:: QUOTED TEXT ::

────────────────

If the title conjures up images of a dreaded beast -- well, you have
no idea how dreaded the beast is.
When you enter the University Art Gallery at UC Irvine where the
abstract mutant dwells, then, and only then, will you understand what
“predator” really means.
The 30-foot-wide, 10-foot-high structure all but preys on the spacious
2,500-square-foot room that holds it. The enormous figure causes a
momentary sensation of dread, like something or someone’s about to get
sucked in by an entity that’s larger than almost anything alive.
“You have to walk around,” Marcaccio said from his New York home.
“It’s impossible to see it all together.”
“The Predator” opened at the gallery for viewing Friday and will stay
there through Nov. 18.
Squiggly like a worm and ridged like a caterpillar, the piece was
created with silk-screened “vacu-formed” plastic, paints and the help of
software.
Much of the structure -- or organism, as some have called it --
resembles a gigantic cylindrical bubble of partly see-through plastic.
But like an animal with a wounded belly, “The Predator” looks ripped into
at times.
Inside these torn-off walls of plastic, Marcaccio has created a
fantastic world of dark kingdoms nestled in gloomy, ridged clouds, green
cage walls, red bubbles that feel somehow grotesque just in their
appearance and swirling flames that remind you, though you’ve never been
there, of hell.
The effect -- a combination of film, architecture, painting and even
music, as DJ Spooky’s custom-made mix will accompany the installation --
is monstrous and cinematic.
“We both like early ‘80s movies,” Marcaccio said of himself and Lynn.

────────────────

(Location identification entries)

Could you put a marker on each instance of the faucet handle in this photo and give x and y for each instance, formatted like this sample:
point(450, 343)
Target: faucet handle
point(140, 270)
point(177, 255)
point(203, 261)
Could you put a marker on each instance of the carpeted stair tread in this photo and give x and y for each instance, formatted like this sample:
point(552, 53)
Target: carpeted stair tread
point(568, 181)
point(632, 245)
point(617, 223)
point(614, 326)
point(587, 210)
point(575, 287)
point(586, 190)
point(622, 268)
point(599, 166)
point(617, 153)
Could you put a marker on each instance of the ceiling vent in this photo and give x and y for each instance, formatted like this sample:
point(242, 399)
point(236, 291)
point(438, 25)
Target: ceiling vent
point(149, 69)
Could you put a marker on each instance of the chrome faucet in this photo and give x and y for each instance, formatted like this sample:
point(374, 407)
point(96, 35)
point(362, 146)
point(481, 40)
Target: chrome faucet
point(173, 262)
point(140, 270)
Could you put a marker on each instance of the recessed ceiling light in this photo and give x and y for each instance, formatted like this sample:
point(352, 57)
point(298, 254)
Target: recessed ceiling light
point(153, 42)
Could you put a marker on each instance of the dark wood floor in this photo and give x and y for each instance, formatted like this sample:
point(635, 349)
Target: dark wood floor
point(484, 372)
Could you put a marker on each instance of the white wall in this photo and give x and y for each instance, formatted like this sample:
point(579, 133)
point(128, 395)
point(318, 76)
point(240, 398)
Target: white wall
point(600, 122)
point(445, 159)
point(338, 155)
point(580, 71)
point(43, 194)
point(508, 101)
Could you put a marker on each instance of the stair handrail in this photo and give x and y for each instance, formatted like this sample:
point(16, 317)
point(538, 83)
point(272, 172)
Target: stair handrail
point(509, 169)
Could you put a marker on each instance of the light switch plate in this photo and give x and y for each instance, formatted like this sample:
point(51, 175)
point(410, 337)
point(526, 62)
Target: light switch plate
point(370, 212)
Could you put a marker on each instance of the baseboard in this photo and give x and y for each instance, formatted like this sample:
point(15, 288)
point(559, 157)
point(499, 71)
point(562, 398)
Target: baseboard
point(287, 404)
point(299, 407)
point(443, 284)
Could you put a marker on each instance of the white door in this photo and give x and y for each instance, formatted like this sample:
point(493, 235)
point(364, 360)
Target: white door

────────────────

:: GOAL ::
In the exhibition review, how wide and how high is the structure? The records are not needed here.

:: WRITTEN RESPONSE ::
It is 30 feet wide and 10 feet high.